# Suche Song für Videoprojekt



## Fusselkorn (7. Dezember 2012)

Hallo liebe Leute,
Ich mache im Moment ein Fan Video mit ein paar Freunden zusammen und brauche dafür ein passendes Lied.
Das Lied sollte möglichst ruhig und entspannt anfangen und dann nach 20 Sekunden oder einer Halben Minute ganz plötzlich in Rock oder ähnliches übergehen.
Es soll für eine Art Jackass sein allerdings in einem Spiel, dass heißt erst ein normales Intro mit Erzählung dann passiert etwas völlig sinn freies und dann soll die Musik richtig anfangen.
Ich hoffe ihr könnt mir helfen.

AUFGABEN →
**A)** Nach wie viel Zeit soll das gesuchte Lied laut dem Forumsbeitrag zur Songsuche plötzlich in Rock oder Ähnliches übergehen?
**B)** Führe den Forumsbeitrag zur Songsuche bitte im Anschluss an seinen letzten Satz weiter.
Die anschließenden Zeilen haben mit dem Forumsbeitrag zur Songsuche nichts zu tun.

AUSGANGSMATERIAL →
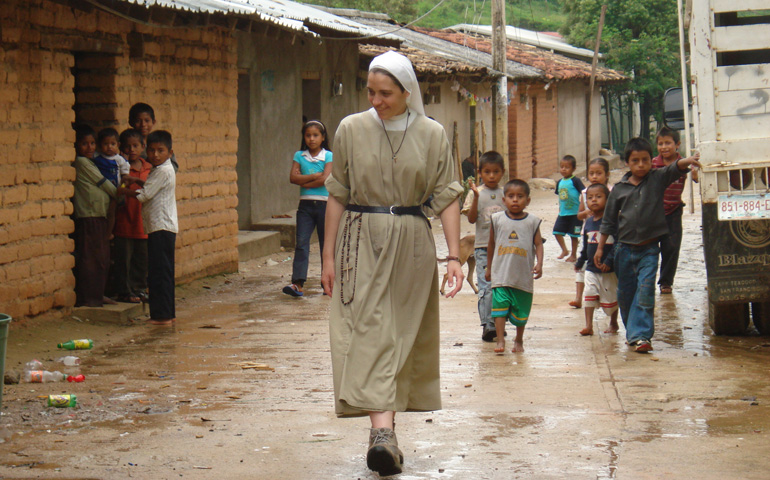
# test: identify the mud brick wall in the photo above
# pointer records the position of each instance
(187, 74)
(533, 131)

LÖSUNGEN →
**A)** Nach 20 Sekunden oder einer halben Minute.

**B)**
Mfg Fusselkorn 

Edit: Die Länge des Liedes sollte so zwischen 3-5 Minuten sein weil ich gerne 2  oder mehr Lieder rein schneiden wollte, wenn es allerdings minimal länger oder kürzer ist, ist das auch nicht schlimm.


----------



## spectrumizer (7. Dezember 2012)

Blackfield: Blackfield
https://www.youtube....h?v=JeSr9gtfDiY

Porcupine Tree: Blackest Eyes
https://www.youtube....h?v=SWsYG_pE76o

Archive: Nothing
https://www.youtube....h?v=Ii_Po7HlvBw

Archive: Leader Theme
https://www.youtube....h?v=rGFVWm0xuKo

... zum Bleistift.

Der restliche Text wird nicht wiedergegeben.